┌──

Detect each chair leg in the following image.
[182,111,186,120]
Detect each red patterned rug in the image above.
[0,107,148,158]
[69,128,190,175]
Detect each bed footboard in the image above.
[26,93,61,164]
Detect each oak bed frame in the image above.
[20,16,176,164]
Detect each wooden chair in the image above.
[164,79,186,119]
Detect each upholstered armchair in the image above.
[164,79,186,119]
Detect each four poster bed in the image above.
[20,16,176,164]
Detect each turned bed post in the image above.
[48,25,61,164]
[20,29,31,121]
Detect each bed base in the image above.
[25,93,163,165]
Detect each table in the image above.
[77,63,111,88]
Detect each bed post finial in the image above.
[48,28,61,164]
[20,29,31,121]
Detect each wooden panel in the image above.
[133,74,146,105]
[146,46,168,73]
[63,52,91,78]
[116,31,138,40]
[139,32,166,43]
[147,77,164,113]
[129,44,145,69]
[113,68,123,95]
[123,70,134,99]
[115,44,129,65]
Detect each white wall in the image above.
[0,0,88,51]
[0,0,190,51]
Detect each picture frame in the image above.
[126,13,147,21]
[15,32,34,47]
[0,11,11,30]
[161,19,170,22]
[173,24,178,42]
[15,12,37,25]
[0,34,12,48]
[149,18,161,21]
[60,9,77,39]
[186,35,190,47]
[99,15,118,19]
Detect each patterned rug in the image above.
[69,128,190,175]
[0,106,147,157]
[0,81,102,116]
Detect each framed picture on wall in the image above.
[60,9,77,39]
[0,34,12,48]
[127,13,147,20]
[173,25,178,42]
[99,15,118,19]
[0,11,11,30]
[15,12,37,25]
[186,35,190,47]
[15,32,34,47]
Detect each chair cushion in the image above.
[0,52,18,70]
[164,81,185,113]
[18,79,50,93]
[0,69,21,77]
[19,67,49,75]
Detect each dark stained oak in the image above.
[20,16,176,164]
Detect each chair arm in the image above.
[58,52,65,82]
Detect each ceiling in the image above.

└──

Stated exercise ->
Rewrite the rows from the start of the records through the line with "[0,0,190,51]", replacing "wooden" with "timber" and leaving everything else unchanged.

Complete response ->
Detect each chair leg in the following image.
[182,111,186,120]
Detect each red patterned rug in the image above.
[0,107,148,158]
[69,128,190,175]
Detect each bed footboard in the image above.
[26,93,61,164]
Detect each oak bed frame in the image above.
[20,16,176,164]
Detect each timber chair in the image above.
[164,79,186,119]
Detect each upholstered armchair in the image above.
[164,79,186,119]
Detect each four poster bed in the image above.
[20,16,176,164]
Detect each turned bed post in the image above.
[48,25,61,164]
[20,29,31,121]
Detect each bed base in the image above.
[25,93,163,165]
Detect each table in the image above.
[77,63,111,88]
Detect each bed post finial in the image above.
[48,28,61,164]
[20,29,31,121]
Detect each timber panel in the image above.
[133,74,146,105]
[146,46,168,73]
[63,52,91,78]
[116,31,138,40]
[139,32,166,43]
[147,77,164,113]
[129,44,145,69]
[113,68,123,95]
[123,70,134,99]
[115,44,129,65]
Detect each white wall in the image above.
[0,0,88,51]
[0,0,190,51]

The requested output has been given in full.